Beginning at the line that contains "of the microphone", reproduce every line to the end of the material without changing any of them.

◆ EXERCISE MATERIALS ◆
______________________________
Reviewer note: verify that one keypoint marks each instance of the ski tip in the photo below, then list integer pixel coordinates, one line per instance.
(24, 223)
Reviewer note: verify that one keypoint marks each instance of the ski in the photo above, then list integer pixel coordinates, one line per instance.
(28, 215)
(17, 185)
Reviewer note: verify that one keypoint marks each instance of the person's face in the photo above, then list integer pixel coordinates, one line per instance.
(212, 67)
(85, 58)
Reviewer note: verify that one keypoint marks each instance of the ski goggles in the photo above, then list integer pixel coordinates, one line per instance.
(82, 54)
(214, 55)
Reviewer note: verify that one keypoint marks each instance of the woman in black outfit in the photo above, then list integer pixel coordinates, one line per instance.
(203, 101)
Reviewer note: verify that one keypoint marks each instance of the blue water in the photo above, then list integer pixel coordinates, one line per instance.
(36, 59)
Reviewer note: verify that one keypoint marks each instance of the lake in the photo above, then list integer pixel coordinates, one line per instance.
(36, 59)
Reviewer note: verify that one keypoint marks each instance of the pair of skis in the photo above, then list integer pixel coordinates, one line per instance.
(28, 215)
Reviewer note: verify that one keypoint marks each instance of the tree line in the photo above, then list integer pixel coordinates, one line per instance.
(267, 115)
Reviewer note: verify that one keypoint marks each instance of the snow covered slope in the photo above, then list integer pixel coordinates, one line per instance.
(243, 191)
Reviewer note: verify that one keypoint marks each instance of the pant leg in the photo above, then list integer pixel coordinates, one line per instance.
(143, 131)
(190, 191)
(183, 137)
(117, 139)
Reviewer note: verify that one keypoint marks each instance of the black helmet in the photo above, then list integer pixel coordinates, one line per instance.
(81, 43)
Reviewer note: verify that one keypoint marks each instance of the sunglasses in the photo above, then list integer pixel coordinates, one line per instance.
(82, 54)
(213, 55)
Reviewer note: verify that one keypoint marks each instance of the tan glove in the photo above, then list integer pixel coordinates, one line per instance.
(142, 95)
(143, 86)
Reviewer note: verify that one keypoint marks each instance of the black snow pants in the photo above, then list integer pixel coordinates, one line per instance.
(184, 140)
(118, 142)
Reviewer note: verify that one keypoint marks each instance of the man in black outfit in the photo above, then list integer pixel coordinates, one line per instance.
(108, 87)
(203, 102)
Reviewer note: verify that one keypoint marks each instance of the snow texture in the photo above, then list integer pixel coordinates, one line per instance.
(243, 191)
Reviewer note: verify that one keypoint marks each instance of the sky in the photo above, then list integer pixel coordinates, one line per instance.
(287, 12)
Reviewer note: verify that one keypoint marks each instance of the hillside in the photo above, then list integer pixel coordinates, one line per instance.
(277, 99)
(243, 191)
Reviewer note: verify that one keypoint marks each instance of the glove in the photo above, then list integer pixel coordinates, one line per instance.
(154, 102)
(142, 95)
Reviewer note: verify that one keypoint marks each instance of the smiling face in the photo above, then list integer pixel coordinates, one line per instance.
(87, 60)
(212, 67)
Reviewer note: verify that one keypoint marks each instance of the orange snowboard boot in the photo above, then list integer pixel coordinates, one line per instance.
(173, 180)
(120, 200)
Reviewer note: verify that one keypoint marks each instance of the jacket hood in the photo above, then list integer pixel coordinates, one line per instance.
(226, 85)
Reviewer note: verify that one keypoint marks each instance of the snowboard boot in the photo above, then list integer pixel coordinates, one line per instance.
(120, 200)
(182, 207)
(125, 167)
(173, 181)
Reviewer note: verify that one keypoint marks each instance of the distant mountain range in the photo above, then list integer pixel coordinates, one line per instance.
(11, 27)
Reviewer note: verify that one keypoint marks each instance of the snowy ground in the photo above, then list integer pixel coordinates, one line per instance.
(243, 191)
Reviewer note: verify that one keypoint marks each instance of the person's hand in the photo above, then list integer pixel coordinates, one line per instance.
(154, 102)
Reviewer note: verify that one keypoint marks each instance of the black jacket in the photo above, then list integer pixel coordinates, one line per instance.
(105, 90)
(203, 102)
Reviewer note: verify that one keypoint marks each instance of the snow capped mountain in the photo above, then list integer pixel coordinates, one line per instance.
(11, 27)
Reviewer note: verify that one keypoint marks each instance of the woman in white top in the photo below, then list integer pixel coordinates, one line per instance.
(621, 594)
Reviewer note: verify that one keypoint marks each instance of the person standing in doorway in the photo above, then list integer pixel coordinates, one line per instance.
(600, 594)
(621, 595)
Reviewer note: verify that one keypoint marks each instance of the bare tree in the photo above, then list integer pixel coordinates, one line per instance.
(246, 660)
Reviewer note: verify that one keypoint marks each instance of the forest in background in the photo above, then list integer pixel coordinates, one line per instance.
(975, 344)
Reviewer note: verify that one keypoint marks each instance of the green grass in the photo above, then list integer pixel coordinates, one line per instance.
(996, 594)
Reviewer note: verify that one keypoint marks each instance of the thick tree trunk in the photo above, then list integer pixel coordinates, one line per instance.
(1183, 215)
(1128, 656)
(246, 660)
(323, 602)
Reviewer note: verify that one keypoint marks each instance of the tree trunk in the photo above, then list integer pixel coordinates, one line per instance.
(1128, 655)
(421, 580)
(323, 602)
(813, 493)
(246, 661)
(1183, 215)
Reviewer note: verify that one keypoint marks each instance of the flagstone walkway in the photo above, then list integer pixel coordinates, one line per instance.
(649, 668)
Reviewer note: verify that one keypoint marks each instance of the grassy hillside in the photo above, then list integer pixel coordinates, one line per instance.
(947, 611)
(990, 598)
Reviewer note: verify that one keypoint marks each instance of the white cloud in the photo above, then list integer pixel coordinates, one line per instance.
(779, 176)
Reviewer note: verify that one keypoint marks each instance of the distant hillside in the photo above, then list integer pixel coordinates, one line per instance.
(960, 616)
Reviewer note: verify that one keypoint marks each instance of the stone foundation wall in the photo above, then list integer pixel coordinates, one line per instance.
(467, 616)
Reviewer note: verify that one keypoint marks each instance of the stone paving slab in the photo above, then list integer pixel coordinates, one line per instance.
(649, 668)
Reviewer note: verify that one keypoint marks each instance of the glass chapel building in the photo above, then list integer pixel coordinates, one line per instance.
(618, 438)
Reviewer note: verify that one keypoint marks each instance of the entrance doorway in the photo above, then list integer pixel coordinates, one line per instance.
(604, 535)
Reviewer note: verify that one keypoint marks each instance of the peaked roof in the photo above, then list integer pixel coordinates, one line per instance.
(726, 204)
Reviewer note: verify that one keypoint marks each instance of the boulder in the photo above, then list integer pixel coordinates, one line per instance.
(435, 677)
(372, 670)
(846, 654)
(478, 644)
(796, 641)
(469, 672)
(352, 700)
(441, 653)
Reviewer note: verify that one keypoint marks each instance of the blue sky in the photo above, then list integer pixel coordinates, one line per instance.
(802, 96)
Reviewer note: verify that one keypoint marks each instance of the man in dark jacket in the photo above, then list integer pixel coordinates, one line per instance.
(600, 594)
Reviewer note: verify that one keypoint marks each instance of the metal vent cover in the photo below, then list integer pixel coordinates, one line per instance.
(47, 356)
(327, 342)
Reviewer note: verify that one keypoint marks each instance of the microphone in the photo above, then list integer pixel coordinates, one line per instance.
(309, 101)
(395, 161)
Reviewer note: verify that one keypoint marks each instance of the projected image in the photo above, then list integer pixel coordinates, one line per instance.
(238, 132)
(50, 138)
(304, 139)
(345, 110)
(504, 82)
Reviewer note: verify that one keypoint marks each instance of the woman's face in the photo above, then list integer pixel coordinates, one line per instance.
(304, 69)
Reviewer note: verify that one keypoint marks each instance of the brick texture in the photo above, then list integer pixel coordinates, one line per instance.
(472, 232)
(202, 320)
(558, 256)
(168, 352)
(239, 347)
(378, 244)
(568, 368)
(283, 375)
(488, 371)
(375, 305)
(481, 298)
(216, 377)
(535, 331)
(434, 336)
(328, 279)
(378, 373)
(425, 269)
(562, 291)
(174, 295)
______________________________
◆ SOLUTION ◆
Reviewer note: verify that one keypoint marks each instance of the microphone in the photo above, then list integer pixel coordinates, one line per instance.
(309, 101)
(395, 161)
Reviewer note: verify that one keypoint marks each instance of the projected image in the photo above, then list integer pixel coordinates, one line per instance.
(238, 132)
(50, 138)
(304, 139)
(345, 110)
(504, 82)
Reviewer note: verify that one keypoint marks each instance of the woman's face in the photo above, then list integer pixel coordinates, one line per instance.
(304, 69)
Reviewer note: verify that one keypoint marks each instance of the brick texture in the photo above, then list integer pixel coordinates, one line per instance.
(472, 232)
(202, 320)
(558, 256)
(168, 352)
(239, 347)
(378, 244)
(568, 368)
(283, 375)
(488, 371)
(375, 305)
(481, 298)
(216, 377)
(535, 331)
(434, 336)
(328, 279)
(378, 373)
(425, 269)
(562, 291)
(174, 295)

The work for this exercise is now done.